| Instruções de trabalho |
(a) Segundo o excerto selecionado, o que afirmou o líder do Chega sobre o povo turco?
(b) Reproduz sem qualquer alteração o trecho do excerto selecionado que abre com as palavras "Questionado se o" e fecha com "injúria, respondeu negativamente.".

Em concreto sobre o incidente de sexta-feira que desencadeou este debate -- quando o líder do Chega afirmou que o povo turco "não era o mais trabalhador do mundo" -, o social-democrata relativizou, dizendo que "foi um episódio como tantas vezes aconteceu" e defendeu que os debates parlamentares "são hoje bem mais elevados do que havia antigamente".
"É verdade que o presidente da Assembleia da República tem razão, ele não é censor para comprimir a liberdade de expressão, quem deve fazer esse julgamento são os portugueses", disse, considerando que este assunto "não é um tema".
Questionado se o PSD vai propor alguma alteração ao Regimento, depois de Aguiar-Branco ter sugerido a possibilidade de ser criado um voto de repúdio ou rejeição perante um insulto ou uma injúria, respondeu negativamente.
"Nós não temos nenhuma alteração regimental a fazer (...) Eu acho que os portugueses se ririam do parlamento se nos entretivéssemos nos próximos tempos a fazer alterações regimentais a coisas que não dizem nada à vida concreta dos portugueses", disse.

| Extrato de dados |
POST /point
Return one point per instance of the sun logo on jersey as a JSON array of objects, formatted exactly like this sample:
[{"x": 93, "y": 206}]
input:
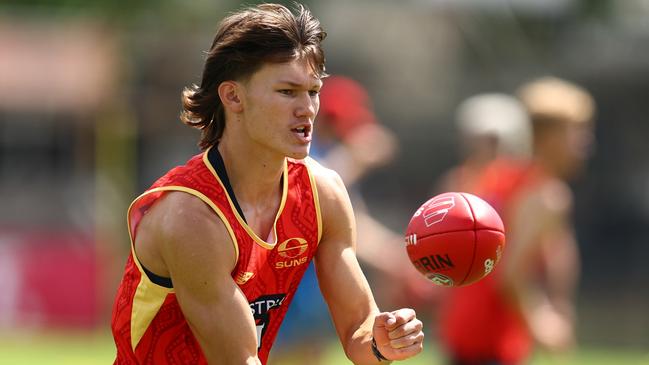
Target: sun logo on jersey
[{"x": 291, "y": 250}]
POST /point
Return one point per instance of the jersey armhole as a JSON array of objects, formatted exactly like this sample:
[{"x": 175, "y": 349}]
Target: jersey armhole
[
  {"x": 308, "y": 163},
  {"x": 160, "y": 280}
]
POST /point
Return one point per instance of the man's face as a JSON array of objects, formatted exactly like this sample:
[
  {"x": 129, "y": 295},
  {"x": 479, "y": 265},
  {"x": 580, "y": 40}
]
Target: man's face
[
  {"x": 573, "y": 145},
  {"x": 280, "y": 104}
]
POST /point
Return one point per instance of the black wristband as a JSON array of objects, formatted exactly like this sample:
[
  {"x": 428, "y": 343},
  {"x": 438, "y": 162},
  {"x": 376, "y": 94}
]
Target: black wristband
[{"x": 376, "y": 352}]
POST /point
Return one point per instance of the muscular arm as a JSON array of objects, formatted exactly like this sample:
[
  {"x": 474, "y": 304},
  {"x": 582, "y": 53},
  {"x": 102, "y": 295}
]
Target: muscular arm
[
  {"x": 182, "y": 237},
  {"x": 346, "y": 291}
]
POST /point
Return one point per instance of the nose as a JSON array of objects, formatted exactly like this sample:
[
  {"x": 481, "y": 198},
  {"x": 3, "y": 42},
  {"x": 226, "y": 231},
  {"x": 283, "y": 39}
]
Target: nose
[{"x": 307, "y": 106}]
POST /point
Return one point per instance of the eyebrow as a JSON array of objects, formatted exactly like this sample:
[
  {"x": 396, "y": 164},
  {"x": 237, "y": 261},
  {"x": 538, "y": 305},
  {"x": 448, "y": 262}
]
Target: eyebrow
[{"x": 295, "y": 84}]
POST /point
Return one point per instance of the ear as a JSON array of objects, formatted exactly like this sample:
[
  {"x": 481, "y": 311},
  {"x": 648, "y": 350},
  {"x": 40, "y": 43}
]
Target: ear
[{"x": 229, "y": 94}]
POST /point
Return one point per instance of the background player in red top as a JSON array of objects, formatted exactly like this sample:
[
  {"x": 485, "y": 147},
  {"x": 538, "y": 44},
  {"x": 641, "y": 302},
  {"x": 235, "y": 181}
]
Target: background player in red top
[
  {"x": 529, "y": 297},
  {"x": 255, "y": 106}
]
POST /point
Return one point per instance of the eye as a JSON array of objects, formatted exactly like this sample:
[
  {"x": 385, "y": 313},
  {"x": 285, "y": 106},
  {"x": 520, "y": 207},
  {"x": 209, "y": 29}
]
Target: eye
[{"x": 287, "y": 92}]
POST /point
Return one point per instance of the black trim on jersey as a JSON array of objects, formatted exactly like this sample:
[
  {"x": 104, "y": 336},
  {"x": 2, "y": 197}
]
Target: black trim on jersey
[
  {"x": 215, "y": 158},
  {"x": 157, "y": 279}
]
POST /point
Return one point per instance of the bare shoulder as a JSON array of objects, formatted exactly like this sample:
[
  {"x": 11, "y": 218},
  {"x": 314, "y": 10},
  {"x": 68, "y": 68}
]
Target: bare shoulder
[
  {"x": 331, "y": 189},
  {"x": 182, "y": 225},
  {"x": 335, "y": 205}
]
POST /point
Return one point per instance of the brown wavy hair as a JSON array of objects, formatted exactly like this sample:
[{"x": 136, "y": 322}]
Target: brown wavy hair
[{"x": 244, "y": 41}]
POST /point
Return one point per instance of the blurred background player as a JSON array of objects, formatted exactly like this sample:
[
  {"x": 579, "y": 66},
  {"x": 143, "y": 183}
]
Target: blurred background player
[
  {"x": 490, "y": 126},
  {"x": 348, "y": 139},
  {"x": 529, "y": 297}
]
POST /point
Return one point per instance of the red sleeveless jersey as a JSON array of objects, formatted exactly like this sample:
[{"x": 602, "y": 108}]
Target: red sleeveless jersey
[
  {"x": 477, "y": 323},
  {"x": 148, "y": 325}
]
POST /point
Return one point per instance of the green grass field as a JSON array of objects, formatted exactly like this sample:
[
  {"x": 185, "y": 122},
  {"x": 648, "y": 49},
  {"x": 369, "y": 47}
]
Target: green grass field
[{"x": 82, "y": 348}]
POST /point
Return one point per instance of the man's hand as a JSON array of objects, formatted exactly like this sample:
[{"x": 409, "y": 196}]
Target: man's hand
[{"x": 398, "y": 334}]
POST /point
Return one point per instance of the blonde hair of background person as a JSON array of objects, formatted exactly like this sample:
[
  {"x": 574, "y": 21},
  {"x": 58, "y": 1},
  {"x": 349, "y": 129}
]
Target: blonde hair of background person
[{"x": 225, "y": 292}]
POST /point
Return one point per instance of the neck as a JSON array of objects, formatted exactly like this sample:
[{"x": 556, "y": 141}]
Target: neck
[{"x": 254, "y": 175}]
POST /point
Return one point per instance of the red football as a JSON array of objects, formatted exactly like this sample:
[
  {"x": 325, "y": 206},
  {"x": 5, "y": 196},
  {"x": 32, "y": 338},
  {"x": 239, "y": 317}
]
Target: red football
[{"x": 455, "y": 239}]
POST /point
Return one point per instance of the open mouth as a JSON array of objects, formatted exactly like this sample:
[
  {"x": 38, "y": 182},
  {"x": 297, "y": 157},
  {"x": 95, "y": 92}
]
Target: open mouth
[{"x": 303, "y": 131}]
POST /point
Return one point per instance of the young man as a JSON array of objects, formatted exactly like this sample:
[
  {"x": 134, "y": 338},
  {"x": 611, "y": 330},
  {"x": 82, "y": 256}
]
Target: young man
[
  {"x": 220, "y": 244},
  {"x": 529, "y": 297}
]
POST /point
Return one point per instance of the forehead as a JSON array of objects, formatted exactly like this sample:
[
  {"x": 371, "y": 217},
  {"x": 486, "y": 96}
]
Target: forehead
[{"x": 297, "y": 71}]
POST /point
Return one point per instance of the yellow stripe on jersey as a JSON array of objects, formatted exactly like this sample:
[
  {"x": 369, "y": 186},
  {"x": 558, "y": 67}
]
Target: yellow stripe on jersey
[
  {"x": 316, "y": 199},
  {"x": 149, "y": 296}
]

| Soluções das tarefas |
(a) Afirmou que o povo turco "não era o mais trabalhador do mundo".

(b)
Questionado se o PSD vai propor alguma alteração ao Regimento, depois de Aguiar-Branco ter sugerido a possibilidade de ser criado um voto de repúdio ou rejeição perante um insulto ou uma injúria, respondeu negativamente.